Tuesday, March 19, 2019

Leaving All to Follow Christ

“If anyone comes to Me and does not hate his father and mother, wife and children, brothers and sisters, yes, and his own life also, he cannot be My disciple” (Luke 14:26).

Despite what it may look like, Jesus is not telling His disciples to hate their families; to understand Jesus’ words this way would be to read them out of context, and to misrepresent what Jesus is trying to teach. It would be odd and inconsistent for Jesus to say here that, in order to be His disciple one must forsake house and home, wife and child, land and animals, and even body and life. This is what the Pharisees did, or at least what they appeared to do; Jesus rebukes them for it. They forsook their families, denying care to their own parents in order to devote the money they would’ve otherwise spent for that purpose as a gift to God. How pious! That type of denial and sacrifice seems to be what Jesus is calling for here, but it is not. He rebukes the Pharisees for “making the word of God of no effect through your tradition which you have handed down.”[1] The Word of God says that we are to honor father and mother. The Pharisees were not doing so; they were breaking God’s command by not caring for their parents, even though they took the money they would have used to care for them and diverted it for “holy” purposes. It isn’t a good work to give a monetary gift to God, if in doing so we break His command. Rather, we should give the gift, and at the same time fear and love God, so that we may not despise nor anger our parents and masters, but give them honor, serve, obey, and hold them in love and esteem.

§ **Set task**
In the post about leaving all to follow Christ, what did the Pharisees do with the money they would have spent caring for their parents? Rely only on the post about leaving all to follow Christ.

§ **Supplied data**
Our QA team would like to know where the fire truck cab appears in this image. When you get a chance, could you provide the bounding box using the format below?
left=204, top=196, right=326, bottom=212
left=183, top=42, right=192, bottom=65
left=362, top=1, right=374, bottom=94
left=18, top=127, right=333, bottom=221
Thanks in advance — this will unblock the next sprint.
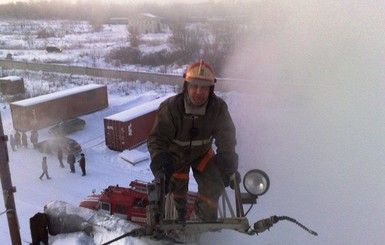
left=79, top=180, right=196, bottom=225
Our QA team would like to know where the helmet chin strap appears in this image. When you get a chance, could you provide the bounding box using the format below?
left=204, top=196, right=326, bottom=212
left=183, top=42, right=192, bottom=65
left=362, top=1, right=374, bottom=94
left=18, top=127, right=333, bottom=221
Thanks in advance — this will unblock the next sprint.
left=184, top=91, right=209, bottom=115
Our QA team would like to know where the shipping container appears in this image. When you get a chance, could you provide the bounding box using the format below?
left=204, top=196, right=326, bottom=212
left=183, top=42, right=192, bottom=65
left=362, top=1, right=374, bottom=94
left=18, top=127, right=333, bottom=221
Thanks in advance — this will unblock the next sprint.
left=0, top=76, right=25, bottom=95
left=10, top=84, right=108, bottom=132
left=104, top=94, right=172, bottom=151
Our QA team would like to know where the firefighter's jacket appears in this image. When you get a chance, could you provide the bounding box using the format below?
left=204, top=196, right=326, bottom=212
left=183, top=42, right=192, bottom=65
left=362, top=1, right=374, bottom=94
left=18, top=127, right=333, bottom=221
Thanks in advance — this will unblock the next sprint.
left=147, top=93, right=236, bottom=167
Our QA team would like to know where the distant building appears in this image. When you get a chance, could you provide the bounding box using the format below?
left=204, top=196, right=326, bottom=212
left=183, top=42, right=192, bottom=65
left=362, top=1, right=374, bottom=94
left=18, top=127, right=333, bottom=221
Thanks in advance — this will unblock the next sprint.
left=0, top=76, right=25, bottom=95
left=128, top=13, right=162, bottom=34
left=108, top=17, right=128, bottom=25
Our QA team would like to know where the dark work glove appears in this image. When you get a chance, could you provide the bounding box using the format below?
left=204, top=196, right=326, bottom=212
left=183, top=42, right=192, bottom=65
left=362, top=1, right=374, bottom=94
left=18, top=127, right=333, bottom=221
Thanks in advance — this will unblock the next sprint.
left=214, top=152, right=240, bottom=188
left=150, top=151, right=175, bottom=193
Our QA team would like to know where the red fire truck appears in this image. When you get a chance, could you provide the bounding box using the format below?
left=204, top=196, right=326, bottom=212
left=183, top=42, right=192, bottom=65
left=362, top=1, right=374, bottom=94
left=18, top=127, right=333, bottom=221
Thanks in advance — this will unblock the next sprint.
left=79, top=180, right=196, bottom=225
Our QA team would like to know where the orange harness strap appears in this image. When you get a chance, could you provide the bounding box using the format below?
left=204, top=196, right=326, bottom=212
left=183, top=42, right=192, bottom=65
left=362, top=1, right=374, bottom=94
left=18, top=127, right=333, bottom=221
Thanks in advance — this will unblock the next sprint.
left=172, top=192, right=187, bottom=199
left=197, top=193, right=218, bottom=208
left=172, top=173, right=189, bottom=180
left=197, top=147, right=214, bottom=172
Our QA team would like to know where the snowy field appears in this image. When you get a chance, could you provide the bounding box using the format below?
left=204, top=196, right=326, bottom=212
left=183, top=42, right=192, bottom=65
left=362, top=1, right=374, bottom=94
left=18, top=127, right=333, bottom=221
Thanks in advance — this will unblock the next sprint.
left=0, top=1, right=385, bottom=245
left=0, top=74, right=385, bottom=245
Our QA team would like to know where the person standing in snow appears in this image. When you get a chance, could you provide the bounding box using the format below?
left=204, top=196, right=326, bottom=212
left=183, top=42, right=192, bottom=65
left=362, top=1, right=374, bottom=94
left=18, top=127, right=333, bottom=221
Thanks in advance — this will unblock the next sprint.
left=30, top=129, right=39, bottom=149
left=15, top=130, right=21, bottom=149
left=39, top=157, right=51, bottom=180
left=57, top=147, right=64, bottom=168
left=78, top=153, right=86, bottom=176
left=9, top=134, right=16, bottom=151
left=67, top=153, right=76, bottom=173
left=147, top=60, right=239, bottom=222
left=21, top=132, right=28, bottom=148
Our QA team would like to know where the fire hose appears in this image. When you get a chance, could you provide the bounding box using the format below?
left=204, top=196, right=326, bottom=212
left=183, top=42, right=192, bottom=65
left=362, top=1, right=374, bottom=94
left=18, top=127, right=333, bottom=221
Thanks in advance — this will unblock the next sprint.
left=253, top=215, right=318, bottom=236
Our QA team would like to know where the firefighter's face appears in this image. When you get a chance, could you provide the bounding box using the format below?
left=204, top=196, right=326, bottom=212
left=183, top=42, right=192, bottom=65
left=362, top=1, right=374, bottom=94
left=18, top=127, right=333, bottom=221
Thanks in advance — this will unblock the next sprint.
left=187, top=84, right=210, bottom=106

§ **Response**
They gave it as a gift to God.